START AVAILABLE DATA

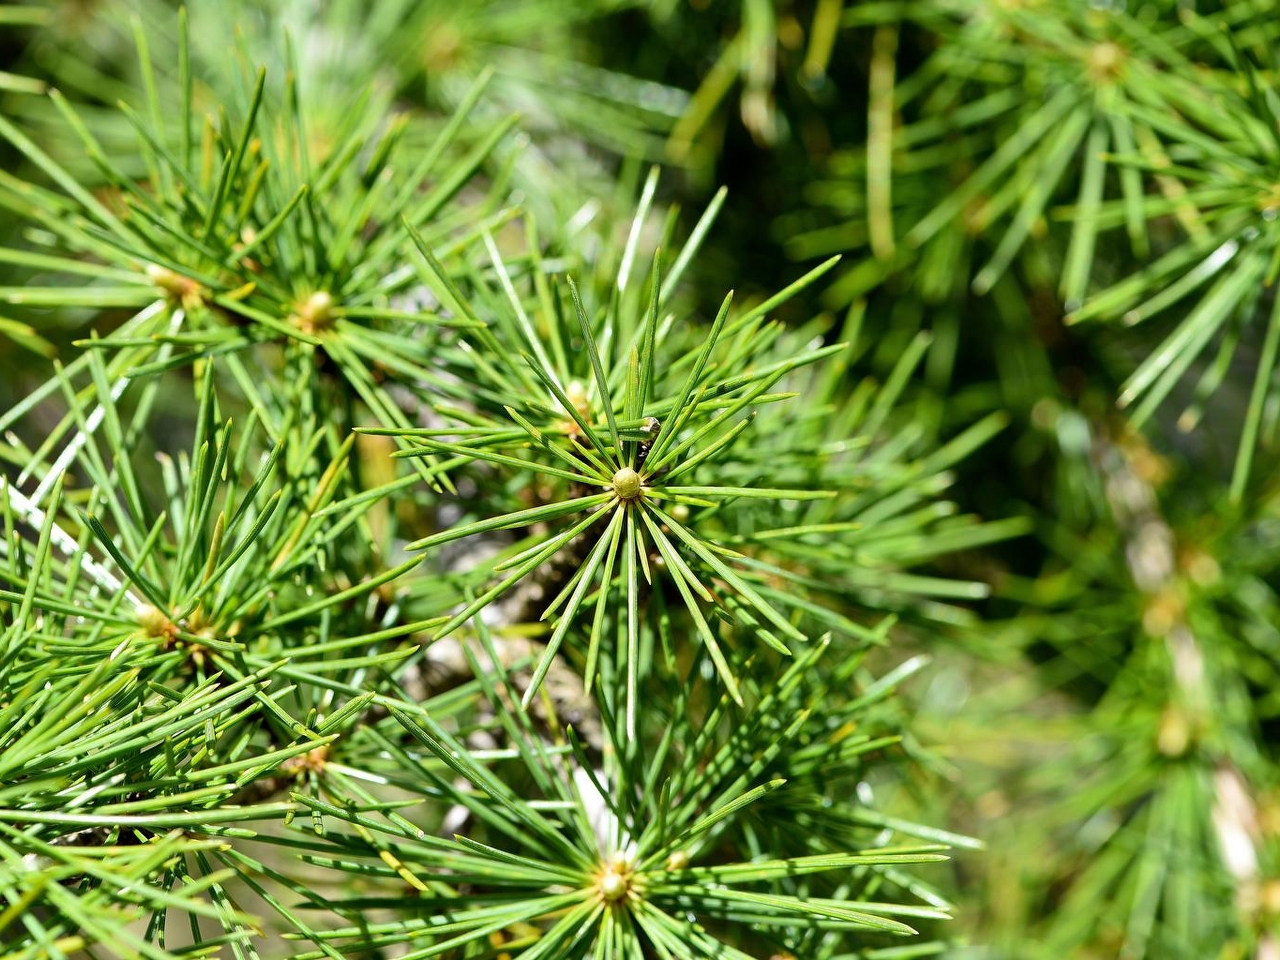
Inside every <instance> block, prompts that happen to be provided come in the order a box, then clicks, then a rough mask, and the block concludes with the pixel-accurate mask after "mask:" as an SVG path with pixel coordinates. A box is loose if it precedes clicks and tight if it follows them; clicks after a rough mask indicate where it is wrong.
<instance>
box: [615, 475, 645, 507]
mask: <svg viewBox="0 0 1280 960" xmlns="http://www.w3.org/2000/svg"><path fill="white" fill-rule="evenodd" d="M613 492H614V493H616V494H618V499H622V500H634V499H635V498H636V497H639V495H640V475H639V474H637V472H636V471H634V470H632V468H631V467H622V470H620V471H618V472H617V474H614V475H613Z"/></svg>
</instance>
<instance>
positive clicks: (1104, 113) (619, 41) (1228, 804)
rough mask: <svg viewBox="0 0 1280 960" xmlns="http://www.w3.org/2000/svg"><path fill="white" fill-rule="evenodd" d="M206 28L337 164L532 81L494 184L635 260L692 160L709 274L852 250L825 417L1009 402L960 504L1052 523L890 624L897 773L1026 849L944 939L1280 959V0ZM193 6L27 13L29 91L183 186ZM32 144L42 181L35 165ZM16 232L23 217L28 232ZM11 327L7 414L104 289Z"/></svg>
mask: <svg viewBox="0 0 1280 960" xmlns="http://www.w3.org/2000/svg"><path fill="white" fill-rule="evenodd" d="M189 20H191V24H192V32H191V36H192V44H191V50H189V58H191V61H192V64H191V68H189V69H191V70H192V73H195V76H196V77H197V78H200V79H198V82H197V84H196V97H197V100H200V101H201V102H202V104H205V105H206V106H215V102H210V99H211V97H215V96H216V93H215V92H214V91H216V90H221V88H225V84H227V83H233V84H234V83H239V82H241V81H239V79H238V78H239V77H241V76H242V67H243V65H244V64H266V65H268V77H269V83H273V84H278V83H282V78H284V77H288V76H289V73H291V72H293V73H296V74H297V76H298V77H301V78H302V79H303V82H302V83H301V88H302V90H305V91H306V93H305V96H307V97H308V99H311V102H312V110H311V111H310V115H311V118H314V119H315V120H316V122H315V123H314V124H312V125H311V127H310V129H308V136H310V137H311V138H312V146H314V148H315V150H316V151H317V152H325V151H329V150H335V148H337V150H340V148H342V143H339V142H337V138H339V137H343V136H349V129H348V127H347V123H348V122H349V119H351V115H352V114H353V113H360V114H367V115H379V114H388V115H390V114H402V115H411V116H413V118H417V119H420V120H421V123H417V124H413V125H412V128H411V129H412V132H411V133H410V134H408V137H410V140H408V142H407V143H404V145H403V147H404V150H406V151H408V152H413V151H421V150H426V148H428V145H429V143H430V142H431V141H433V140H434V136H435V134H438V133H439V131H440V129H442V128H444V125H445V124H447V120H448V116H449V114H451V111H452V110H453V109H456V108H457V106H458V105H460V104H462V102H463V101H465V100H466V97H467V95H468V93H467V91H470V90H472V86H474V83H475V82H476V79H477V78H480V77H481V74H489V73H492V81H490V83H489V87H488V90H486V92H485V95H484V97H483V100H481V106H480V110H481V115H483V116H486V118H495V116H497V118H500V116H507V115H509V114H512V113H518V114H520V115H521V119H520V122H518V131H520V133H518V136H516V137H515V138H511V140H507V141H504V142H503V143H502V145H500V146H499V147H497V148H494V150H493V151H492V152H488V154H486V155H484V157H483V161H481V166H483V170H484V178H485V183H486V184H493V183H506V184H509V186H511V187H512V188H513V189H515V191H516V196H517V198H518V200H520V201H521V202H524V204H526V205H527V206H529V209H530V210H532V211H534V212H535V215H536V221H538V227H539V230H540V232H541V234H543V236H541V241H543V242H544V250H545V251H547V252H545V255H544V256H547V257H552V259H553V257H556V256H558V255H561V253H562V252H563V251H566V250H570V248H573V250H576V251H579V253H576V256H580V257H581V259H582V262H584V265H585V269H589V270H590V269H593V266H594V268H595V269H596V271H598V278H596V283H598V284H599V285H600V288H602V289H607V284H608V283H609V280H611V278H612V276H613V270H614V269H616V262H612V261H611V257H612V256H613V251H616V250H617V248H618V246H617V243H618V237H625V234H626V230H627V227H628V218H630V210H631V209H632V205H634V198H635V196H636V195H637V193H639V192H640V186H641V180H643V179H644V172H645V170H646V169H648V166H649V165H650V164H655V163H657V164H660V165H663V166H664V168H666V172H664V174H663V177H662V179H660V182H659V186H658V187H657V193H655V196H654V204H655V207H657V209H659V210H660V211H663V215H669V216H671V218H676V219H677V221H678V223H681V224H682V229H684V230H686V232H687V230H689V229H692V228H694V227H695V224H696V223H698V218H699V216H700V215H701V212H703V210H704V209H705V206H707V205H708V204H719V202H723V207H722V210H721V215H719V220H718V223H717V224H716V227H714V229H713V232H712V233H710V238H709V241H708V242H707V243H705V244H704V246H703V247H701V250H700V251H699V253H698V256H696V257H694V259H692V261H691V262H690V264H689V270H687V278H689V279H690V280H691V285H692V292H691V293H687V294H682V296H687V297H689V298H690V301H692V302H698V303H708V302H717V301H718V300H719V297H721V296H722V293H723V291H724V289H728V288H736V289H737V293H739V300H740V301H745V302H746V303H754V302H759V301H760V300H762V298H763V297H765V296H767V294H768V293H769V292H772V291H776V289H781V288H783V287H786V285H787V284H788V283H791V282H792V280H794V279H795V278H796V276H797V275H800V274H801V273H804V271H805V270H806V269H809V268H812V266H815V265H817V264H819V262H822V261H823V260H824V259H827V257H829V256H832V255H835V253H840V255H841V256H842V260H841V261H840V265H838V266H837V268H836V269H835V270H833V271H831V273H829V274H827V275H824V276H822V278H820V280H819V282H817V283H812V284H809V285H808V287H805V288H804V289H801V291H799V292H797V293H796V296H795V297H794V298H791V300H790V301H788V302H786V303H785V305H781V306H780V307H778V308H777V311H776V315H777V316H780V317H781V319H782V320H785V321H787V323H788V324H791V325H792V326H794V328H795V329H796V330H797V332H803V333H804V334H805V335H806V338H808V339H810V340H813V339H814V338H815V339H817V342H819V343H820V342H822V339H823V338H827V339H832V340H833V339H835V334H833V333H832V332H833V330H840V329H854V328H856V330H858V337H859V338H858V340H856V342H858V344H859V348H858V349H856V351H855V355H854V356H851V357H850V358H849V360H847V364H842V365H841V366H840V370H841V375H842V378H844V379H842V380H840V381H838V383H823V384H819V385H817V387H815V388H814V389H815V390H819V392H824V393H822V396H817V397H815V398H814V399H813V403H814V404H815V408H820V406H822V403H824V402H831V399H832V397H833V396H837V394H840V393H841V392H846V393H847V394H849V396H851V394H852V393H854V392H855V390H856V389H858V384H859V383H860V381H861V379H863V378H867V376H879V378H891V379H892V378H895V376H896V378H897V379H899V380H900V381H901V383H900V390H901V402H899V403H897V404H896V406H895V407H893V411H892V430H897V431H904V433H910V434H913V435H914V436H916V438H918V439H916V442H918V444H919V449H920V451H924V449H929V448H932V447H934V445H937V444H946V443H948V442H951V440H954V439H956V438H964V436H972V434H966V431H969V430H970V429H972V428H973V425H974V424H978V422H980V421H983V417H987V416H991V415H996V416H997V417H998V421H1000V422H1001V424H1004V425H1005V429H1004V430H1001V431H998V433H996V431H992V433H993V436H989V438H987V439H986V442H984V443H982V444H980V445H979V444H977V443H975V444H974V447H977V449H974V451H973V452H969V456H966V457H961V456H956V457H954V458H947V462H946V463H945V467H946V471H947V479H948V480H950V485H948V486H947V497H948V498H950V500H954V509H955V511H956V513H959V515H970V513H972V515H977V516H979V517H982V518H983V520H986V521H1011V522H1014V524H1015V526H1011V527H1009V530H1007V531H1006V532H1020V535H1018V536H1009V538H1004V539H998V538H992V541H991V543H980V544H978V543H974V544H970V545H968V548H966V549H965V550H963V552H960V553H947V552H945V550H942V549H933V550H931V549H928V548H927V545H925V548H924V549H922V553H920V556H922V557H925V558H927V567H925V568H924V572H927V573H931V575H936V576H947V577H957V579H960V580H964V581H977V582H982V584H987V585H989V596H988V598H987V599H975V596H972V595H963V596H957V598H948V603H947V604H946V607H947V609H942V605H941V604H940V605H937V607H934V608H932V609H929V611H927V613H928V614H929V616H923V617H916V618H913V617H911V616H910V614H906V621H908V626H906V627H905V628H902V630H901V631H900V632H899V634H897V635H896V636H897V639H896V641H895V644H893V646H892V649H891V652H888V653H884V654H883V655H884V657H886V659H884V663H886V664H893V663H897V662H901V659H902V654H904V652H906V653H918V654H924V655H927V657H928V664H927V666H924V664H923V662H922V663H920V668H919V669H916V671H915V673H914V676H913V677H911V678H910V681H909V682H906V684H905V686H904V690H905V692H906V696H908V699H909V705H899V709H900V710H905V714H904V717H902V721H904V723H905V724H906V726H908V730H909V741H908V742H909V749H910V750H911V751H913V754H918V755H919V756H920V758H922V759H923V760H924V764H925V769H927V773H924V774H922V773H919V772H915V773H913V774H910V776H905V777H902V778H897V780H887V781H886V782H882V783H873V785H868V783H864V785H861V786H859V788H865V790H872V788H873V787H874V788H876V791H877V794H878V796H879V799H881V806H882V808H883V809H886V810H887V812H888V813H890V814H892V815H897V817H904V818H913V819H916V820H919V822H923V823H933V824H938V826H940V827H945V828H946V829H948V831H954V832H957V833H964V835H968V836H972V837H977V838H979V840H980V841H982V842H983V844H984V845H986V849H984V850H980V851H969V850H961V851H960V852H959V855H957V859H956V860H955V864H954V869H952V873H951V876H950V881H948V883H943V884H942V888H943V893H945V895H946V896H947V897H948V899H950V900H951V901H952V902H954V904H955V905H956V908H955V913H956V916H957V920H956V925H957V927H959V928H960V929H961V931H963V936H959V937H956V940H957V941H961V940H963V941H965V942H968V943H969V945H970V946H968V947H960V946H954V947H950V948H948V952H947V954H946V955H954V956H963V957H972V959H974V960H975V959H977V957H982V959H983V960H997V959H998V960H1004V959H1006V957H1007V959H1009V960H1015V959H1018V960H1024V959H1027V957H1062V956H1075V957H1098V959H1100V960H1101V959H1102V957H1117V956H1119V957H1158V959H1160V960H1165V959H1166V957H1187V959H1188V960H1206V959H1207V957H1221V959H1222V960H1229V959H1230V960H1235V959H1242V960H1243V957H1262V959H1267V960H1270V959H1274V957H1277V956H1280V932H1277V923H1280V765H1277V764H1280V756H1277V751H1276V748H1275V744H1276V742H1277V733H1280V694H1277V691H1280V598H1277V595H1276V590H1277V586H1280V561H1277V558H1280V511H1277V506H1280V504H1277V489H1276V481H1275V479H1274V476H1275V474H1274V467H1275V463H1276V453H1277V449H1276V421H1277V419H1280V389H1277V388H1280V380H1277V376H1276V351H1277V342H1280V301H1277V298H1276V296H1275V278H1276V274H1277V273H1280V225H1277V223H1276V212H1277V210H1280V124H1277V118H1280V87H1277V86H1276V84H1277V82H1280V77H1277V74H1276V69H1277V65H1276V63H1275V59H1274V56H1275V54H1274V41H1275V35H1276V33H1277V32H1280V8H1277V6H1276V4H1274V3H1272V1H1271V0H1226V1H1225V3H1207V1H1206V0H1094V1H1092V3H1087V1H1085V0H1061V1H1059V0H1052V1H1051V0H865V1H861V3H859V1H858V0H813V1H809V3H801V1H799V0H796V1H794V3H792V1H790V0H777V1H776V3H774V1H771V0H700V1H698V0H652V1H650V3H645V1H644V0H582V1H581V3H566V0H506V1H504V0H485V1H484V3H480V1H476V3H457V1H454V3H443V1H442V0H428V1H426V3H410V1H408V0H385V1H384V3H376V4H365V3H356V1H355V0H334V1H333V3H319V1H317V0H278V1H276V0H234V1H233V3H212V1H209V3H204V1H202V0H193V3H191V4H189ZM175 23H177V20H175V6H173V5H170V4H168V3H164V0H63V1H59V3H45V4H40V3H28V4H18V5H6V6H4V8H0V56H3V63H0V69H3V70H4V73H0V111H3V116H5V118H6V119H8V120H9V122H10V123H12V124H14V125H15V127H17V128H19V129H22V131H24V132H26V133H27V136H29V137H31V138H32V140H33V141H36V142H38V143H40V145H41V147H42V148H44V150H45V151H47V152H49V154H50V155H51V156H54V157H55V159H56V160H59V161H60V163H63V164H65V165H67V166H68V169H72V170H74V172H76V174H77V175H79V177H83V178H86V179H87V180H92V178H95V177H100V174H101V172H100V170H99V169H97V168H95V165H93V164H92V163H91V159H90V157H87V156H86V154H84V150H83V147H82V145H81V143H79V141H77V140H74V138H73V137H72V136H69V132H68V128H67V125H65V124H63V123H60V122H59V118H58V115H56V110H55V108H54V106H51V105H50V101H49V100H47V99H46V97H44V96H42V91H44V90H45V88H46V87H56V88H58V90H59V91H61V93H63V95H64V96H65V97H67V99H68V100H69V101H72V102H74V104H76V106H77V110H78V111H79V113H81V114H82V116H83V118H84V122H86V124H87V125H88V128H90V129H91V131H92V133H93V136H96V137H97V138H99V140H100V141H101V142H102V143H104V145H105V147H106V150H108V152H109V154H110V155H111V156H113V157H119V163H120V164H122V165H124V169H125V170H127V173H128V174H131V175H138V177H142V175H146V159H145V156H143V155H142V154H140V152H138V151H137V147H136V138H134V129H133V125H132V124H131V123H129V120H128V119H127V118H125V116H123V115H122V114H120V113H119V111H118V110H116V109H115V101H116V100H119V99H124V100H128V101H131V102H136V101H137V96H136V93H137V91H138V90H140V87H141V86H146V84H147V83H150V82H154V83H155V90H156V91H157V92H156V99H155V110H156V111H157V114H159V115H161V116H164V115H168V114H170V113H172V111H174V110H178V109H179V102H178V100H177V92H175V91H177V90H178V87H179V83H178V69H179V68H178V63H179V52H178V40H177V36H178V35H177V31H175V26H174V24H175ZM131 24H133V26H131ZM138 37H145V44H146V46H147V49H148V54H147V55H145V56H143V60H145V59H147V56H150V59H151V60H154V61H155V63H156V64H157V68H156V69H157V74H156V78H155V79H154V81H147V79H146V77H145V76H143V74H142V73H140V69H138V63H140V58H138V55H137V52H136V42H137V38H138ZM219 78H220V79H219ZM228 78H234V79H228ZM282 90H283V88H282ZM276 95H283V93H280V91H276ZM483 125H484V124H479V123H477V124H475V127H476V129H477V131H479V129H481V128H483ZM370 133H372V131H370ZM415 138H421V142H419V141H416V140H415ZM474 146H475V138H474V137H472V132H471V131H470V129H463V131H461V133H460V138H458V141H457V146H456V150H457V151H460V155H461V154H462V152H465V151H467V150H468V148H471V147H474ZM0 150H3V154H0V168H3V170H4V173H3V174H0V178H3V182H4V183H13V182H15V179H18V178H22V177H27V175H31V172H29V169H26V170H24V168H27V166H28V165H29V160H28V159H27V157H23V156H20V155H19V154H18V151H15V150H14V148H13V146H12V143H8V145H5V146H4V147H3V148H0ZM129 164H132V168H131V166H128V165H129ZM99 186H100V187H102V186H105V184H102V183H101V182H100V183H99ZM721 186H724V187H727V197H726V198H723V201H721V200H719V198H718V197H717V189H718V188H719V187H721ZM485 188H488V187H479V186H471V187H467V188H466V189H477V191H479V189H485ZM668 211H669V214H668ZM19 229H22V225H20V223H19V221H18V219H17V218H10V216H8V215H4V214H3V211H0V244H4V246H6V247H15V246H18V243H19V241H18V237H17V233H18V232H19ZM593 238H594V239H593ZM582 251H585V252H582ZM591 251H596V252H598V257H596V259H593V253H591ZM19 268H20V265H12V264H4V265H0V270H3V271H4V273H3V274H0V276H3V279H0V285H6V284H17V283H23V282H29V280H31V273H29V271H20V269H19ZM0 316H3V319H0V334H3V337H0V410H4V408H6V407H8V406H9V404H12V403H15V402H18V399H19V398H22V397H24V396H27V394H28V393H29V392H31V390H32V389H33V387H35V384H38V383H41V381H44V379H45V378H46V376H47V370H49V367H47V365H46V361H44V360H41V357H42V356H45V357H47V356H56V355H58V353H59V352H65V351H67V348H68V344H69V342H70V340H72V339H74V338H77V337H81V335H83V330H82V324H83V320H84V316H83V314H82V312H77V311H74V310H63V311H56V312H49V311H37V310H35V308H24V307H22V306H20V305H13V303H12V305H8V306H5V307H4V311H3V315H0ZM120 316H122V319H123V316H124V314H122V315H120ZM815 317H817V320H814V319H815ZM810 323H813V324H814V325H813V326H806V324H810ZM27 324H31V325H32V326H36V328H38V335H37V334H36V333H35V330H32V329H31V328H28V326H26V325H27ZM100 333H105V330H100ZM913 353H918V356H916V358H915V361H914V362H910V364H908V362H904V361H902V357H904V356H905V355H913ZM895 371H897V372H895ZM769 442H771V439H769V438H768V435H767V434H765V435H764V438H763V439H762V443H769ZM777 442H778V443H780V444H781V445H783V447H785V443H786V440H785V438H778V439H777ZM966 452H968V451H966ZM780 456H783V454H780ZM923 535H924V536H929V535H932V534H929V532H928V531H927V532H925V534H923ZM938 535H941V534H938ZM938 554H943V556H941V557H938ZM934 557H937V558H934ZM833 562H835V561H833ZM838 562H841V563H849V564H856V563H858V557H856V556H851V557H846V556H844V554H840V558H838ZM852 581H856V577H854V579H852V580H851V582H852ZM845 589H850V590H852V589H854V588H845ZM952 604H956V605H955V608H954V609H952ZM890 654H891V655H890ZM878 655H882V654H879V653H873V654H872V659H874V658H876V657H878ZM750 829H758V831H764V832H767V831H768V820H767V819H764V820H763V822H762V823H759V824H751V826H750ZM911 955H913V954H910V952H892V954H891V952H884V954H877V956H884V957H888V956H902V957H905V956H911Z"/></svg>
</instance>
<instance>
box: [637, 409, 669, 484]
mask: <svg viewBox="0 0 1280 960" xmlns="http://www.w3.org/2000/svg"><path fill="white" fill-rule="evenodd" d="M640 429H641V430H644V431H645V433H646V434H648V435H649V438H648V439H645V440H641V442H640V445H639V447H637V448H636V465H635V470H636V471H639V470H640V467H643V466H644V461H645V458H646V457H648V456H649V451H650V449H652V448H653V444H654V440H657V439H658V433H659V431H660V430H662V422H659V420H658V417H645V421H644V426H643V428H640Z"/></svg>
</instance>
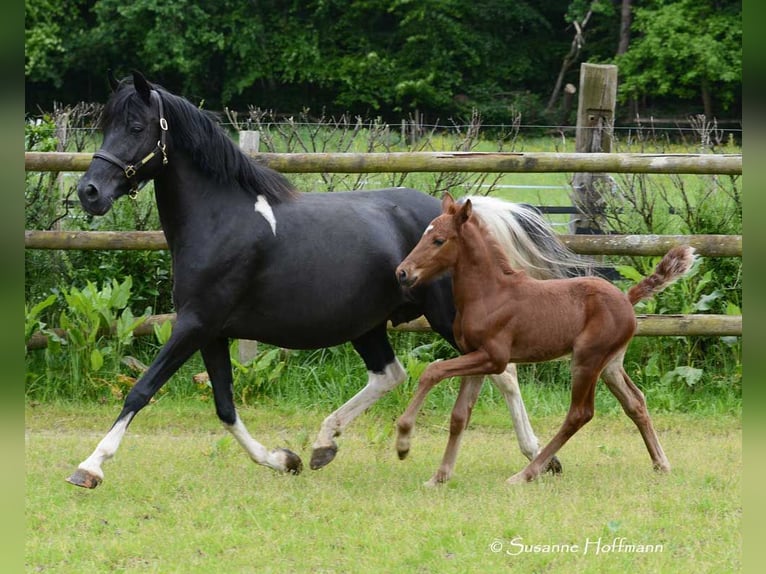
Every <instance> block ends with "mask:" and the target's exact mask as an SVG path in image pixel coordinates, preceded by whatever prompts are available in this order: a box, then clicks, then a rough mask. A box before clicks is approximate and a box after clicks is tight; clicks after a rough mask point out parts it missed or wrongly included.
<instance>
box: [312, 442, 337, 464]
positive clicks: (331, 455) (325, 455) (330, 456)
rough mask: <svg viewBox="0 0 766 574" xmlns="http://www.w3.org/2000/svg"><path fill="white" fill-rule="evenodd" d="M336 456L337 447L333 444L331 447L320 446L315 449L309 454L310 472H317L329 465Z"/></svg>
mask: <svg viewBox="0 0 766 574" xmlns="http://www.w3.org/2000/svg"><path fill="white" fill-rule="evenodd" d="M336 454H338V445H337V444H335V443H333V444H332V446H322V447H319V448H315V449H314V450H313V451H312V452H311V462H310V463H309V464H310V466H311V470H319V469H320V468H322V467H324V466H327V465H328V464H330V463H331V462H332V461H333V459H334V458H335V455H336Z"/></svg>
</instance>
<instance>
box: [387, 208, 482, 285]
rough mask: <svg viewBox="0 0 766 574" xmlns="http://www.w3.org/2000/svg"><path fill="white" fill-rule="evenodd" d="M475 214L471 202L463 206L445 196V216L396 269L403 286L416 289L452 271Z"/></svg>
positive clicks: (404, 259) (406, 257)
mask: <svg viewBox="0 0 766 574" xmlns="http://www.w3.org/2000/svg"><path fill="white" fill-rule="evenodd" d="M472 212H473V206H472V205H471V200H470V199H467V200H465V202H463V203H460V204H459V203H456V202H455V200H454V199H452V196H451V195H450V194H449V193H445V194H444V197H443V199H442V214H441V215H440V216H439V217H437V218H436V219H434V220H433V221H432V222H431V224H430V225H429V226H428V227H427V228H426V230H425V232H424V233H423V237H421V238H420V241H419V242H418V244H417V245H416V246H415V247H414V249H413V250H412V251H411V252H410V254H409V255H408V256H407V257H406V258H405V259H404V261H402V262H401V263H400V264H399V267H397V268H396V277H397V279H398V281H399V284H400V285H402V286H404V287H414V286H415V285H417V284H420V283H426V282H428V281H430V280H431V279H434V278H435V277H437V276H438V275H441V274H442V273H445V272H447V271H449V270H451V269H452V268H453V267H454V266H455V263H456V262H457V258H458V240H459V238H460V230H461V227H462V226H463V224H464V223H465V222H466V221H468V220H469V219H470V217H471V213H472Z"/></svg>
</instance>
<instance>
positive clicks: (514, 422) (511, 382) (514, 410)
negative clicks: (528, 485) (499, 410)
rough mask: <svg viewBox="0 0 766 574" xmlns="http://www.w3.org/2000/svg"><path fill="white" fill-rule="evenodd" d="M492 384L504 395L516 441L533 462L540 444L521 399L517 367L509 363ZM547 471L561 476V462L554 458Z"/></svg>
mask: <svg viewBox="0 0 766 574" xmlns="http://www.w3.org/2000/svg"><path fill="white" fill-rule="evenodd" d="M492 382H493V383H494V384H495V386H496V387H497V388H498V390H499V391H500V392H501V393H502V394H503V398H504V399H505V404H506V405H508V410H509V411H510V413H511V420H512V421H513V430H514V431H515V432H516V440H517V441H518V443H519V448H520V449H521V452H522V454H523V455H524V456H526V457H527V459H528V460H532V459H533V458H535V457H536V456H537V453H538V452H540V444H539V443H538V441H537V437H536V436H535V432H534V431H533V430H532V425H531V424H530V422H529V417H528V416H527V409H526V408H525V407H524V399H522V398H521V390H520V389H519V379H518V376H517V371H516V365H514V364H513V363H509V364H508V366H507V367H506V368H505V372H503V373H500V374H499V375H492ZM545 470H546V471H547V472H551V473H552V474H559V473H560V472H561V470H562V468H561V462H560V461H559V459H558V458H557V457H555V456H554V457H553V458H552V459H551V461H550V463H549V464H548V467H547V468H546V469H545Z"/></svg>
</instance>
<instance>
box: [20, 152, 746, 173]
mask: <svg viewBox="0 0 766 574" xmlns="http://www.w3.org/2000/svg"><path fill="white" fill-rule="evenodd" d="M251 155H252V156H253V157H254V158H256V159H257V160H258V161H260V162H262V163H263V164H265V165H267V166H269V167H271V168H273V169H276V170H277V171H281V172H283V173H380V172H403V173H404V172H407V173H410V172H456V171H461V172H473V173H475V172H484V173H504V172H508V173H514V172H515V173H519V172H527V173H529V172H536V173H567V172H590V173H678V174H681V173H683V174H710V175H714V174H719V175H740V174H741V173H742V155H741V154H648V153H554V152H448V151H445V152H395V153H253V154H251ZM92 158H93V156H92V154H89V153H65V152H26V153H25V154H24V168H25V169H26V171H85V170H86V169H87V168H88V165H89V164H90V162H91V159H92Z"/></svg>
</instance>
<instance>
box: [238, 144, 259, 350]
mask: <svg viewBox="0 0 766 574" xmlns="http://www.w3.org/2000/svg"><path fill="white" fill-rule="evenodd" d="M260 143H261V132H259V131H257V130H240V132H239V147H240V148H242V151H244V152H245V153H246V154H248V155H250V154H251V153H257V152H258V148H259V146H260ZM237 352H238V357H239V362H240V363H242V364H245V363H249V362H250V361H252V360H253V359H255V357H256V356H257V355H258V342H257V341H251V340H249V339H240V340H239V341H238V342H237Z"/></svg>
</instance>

END AVAILABLE DATA

### EXERCISE DETAILS
Up to and including the line that contains "positive clicks: (1104, 113)", print the records above exactly from their first line, without any pictures.

### RESULT
Inside every <instance> block, prompts that happen to be provided come in the order a box, then clicks, then a rough mask, and the block concludes with the pixel-accurate mask after "mask:" as an SVG path with pixel coordinates. A box is loose if it precedes clicks and tight if it follows them; clicks after a rough mask indicate where it is wrong.
<instance>
box: [615, 475, 645, 507]
mask: <svg viewBox="0 0 1280 960" xmlns="http://www.w3.org/2000/svg"><path fill="white" fill-rule="evenodd" d="M613 492H614V493H616V494H618V499H622V500H634V499H635V498H636V497H639V495H640V475H639V474H637V472H636V471H634V470H632V468H631V467H622V470H620V471H618V472H617V474H614V475H613Z"/></svg>
</instance>
<instance>
positive clicks: (1104, 113) (619, 41) (1228, 804)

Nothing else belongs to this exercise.